++++ SUPPLIED MATERIAL ++++

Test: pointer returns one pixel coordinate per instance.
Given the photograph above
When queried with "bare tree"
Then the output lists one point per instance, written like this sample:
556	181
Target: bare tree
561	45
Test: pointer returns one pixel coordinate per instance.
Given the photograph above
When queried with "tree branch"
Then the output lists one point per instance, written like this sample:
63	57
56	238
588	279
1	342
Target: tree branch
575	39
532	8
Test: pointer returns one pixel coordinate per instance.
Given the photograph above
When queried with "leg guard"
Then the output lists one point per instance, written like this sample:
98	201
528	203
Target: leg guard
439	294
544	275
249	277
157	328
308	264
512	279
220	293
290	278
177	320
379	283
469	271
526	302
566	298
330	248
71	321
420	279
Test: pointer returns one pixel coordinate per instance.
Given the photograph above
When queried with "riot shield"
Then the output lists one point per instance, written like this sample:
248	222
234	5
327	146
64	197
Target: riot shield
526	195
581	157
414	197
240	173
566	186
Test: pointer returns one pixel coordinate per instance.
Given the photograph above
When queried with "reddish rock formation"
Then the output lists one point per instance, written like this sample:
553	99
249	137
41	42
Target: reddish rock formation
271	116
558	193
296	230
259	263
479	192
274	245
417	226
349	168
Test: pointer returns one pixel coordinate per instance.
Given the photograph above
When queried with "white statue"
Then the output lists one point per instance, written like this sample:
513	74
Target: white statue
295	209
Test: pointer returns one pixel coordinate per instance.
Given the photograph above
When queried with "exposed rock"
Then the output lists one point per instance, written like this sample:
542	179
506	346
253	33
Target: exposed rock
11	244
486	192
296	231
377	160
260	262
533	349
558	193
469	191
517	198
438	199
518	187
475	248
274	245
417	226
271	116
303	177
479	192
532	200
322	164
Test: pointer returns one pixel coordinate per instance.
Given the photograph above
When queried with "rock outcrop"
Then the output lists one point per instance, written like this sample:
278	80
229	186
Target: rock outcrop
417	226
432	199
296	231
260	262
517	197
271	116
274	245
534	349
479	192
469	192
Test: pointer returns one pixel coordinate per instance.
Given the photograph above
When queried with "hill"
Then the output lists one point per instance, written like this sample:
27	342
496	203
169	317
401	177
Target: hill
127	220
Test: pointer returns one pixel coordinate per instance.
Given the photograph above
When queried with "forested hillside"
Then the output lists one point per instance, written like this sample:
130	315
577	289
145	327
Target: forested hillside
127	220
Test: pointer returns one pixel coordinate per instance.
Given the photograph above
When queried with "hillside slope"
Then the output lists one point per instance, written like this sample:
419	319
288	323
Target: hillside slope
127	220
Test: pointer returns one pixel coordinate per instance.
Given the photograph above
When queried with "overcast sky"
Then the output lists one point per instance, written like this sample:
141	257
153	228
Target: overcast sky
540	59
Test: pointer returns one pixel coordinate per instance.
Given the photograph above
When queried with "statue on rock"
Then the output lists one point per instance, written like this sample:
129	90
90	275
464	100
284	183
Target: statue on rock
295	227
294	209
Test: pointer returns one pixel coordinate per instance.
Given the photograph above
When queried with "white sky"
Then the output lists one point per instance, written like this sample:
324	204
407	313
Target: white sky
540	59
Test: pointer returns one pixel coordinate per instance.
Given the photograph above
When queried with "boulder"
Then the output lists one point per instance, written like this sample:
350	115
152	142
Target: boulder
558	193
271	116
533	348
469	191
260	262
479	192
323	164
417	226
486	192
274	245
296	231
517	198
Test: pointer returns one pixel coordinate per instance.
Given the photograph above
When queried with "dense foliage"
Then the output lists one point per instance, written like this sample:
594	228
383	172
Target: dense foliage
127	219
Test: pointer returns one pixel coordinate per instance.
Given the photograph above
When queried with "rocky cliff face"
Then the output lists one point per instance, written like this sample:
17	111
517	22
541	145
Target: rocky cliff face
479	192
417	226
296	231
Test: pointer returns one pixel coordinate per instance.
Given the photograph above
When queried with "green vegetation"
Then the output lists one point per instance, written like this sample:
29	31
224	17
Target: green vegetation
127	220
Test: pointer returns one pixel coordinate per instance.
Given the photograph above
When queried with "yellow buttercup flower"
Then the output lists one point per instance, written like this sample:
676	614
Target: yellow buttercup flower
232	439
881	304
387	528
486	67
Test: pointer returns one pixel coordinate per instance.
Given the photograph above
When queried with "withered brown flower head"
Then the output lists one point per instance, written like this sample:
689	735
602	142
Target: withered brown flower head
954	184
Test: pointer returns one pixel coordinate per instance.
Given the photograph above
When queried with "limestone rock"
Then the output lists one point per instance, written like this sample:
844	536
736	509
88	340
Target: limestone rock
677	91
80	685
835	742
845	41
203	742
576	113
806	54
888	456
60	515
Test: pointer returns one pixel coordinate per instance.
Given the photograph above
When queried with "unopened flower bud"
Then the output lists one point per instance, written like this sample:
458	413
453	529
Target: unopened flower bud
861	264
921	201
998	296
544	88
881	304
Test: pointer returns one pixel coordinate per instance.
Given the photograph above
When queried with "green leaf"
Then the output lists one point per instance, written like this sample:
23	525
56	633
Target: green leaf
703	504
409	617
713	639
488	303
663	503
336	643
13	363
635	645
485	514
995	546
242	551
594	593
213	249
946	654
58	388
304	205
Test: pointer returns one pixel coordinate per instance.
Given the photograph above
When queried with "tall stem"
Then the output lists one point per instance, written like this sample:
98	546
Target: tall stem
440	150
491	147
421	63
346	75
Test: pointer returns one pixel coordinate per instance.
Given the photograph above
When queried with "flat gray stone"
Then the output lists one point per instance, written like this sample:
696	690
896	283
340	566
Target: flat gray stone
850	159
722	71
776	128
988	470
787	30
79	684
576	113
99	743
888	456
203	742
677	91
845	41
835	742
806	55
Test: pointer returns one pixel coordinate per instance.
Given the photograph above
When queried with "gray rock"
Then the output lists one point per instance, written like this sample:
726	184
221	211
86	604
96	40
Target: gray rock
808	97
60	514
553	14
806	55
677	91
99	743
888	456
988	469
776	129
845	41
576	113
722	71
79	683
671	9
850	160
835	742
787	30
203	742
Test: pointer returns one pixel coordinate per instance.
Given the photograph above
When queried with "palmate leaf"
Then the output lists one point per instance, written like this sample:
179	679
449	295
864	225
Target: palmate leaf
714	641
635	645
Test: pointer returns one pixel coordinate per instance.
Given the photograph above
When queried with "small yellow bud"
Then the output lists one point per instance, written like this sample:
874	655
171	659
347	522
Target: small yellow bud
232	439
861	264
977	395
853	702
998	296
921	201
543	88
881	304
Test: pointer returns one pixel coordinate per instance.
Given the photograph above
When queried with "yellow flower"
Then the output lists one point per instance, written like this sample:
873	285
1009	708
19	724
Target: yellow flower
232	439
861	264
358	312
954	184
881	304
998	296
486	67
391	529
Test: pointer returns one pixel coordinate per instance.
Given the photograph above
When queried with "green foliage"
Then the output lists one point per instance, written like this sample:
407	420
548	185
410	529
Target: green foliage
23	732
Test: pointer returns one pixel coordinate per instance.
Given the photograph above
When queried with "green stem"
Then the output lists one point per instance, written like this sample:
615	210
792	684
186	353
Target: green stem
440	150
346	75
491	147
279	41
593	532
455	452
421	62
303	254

++++

TASK INSTRUCTIONS: Word for word, quote all of the data above.

TASK RESULT:
Test: pointer returns one pixel coordinate per instance.
Given the photograph above
When queried with "bare tree"
Then the output lists one point per instance, written like this sample:
556	181
Target: bare tree
561	45
Test: pointer returns one pixel coordinate per instance.
Given the photograph above
When queried with "tree branch"
Then the output lists one point per instance, written like this sample:
63	57
56	238
588	279
1	342
Target: tree branch
575	39
532	8
Test: pointer returns one pixel coordinate per instance.
Given the photograph above
When queried with "leg guard"
Then the output lists one point per instance, written like this sample:
98	201
528	203
Target: leg guard
439	294
544	275
249	277
157	328
308	264
512	279
220	293
290	278
177	320
379	283
469	271
526	302
566	298
330	248
71	321
420	279
Test: pointer returns one pixel coordinate per instance.
Given the photograph above
When queried with "riot shield"
Then the output lists one point per instance, written like this sample:
248	222
234	5
327	146
64	197
Target: riot shield
526	195
581	157
414	197
240	173
566	186
Test: pointer returns one pixel coordinate per instance.
Given the photograph above
When queried with "reddish rock formation"
Then the output lists one point per instance, written like this sample:
553	99
249	137
41	42
Target: reddish rock formation
271	116
558	193
296	230
259	263
479	192
274	245
417	226
349	168
Test: pointer returns one pixel coordinate per instance.
Given the photograph above
When queried with "white statue"
Then the output lists one point per instance, written like this sample:
513	74
Target: white statue
295	209
Test: pointer returns one pixel coordinate per instance.
Given the photograph above
When queried with "exposed rock"
Then the output lists one point per instance, written like this sample:
542	179
506	346
253	33
Target: exposed rock
11	244
486	192
296	231
377	160
260	262
533	349
558	193
469	191
517	198
438	199
518	187
475	248
274	245
417	226
271	116
303	177
479	192
532	200
322	164
Test: pointer returns one pixel coordinate per instance.
Given the photograph above
When queried with "rock outcrop"
Then the output lists one point per instance, written like this sample:
278	80
229	186
Target: rock outcrop
417	226
432	199
296	231
260	262
517	197
271	116
274	245
534	349
479	192
469	192
Test: pointer returns one pixel coordinate per instance.
Given the photograph above
When queried with "hill"
Then the output lists one point per instance, written like this sample:
27	342
496	203
169	317
401	177
Target: hill
127	220
Test: pointer returns one pixel coordinate per instance.
Given the photograph above
When queried with "forested hillside"
Then the output lists one point per instance, written like this sample:
130	315
577	289
145	327
Target: forested hillside
127	220
Test: pointer returns one pixel coordinate per instance.
Given the photograph above
When queried with "hillside slope"
Then the output lists one point per instance, written like this sample:
419	319
288	323
Target: hillside slope
127	220
Test: pointer returns one pixel coordinate per instance.
Given the photograph above
When queried with "overcast sky"
Then the output lists one point per instance, written like this sample:
141	257
153	228
Target: overcast sky
540	59
Test: pointer returns one pixel coordinate per instance.
Given the photograph above
When queried with "statue on rock"
Then the output lists one point per instance, written like this sample:
129	90
90	275
464	100
284	183
Target: statue on rock
295	227
294	209
Test: pointer returns one pixel coordinate per instance.
Given the photograph above
When queried with "white sky"
Then the output lists one point per instance, written like this sample:
324	204
407	313
Target: white sky
540	59
Test: pointer returns one pixel coordinate per instance.
Given the photograph above
When queried with "boulder"
Then the output lists one point per instance, written like this sample:
350	115
152	142
Target: boulder
558	193
271	116
533	348
469	191
260	262
479	192
323	164
417	226
486	192
274	245
296	231
517	198
Test: pointer returns one pixel coordinate per instance.
Given the photograph above
When queried with "dense foliage"
Then the output lists one point per instance, written like this sample:
594	228
383	172
Target: dense foliage
127	219
Test: pointer returns one pixel coordinate per instance.
Given the photograph above
When queried with "rocky cliff face"
Then the output lists one point per instance, written like this sample:
17	111
517	22
541	145
Target: rocky cliff face
479	192
417	226
296	231
Test: pointer returns one pixel coordinate per instance.
Given the photograph above
When queried with "green vegetation"
Then the output lists one point per instance, written like this sample:
29	31
224	17
Target: green vegetation
127	220
Test: pointer returns one pixel coordinate per instance.
Given the photograph above
When queried with "yellow buttercup flower"
Then the output lists one point per instance, written like this sample:
676	614
Target: yellow buttercup flower
232	439
881	304
387	528
486	67
Test: pointer returns one pixel coordinate per instance.
Given the photograph above
When queried with "withered brown flower head"
Then the output lists one point per instance, written like this sample:
689	735
602	142
Target: withered brown flower head
954	184
Test: pointer returns one pixel coordinate per instance.
Given the photograph above
When queried with "limestone rock"
Then the output lists one point per instance, written like this sample:
844	536
736	509
88	340
Target: limestone rock
677	91
80	685
835	742
845	41
203	742
576	113
806	54
888	456
60	515
Test: pointer returns one pixel coordinate per instance.
Given the photograph above
When queried with "unopened flower bud"
Then the output lists one point per instance, written like this sample:
458	413
453	529
Target: unopened flower bud
861	264
921	201
998	296
544	88
881	304
Test: pointer returns one pixel coordinate per instance.
Given the photograph above
When queried with "green leaf"
Then the output lists one point per instance, written like this sample:
23	525
56	633
Target: green leaf
703	504
409	617
713	639
488	303
663	503
336	643
13	363
635	645
485	514
995	546
242	551
594	593
213	249
946	654
58	388
304	205
Test: pointer returns one pixel coordinate per instance.
Given the photograph above
When queried with "tall stem"
Then the output lists one point per instance, written like this sample:
98	546
Target: tall stem
440	150
491	147
421	63
346	75
Test: pointer returns one pixel coordinate per instance.
Given the photograph above
When queried with "flat gray stone"
Then the output lists one point per instance, written like this sample:
696	690
896	283
340	566
Target: flat gray stone
850	159
722	71
776	128
988	470
787	30
79	684
576	113
99	743
888	456
203	742
677	91
845	41
835	742
806	55
Test: pointer returns one pixel coordinate per instance.
Given the photograph above
When queried with "gray rock"
Then the output lists one point per instance, written like this sample:
726	184
221	211
86	604
96	40
Target: gray rock
808	97
60	514
553	14
806	55
677	91
99	743
888	456
988	469
776	129
845	41
576	113
722	71
79	683
671	9
850	160
835	742
787	30
203	742
Test: pointer returns one pixel coordinate per instance.
Given the photograph above
When queried with "palmate leaf"
Then the output lists one point per instance, written like this sample:
179	679
449	295
864	225
Target: palmate leaf
714	641
635	645
Test: pointer returns one pixel coordinate per instance.
Given the photograph above
When queried with "small yellow bud"
Then the output lists one point per instance, written like this sample:
874	655
171	659
347	522
Target: small yellow bud
232	439
861	264
977	395
853	702
998	296
921	201
543	88
881	304
Test: pointer returns one pixel coordinate per instance.
Given the photograph above
When queried with "yellow flower"
Then the output lists one point per instance, written like this sample:
873	285
1009	708
19	724
Target: yellow flower
232	439
861	264
358	312
954	184
881	304
998	296
486	67
391	529
Test: pointer returns one pixel coordinate per instance.
Given the photograph above
When queried with "green foliage"
Then the output lists one point per instance, written like this sample:
407	420
548	185
410	529
Target: green foliage
23	732
Test: pointer returns one pixel coordinate per instance.
Given the photograph above
When queried with "green stem"
Then the output lists one point per instance, written like this sample:
615	210
792	684
186	353
Target: green stem
440	150
346	75
491	147
279	41
593	532
455	452
421	62
303	254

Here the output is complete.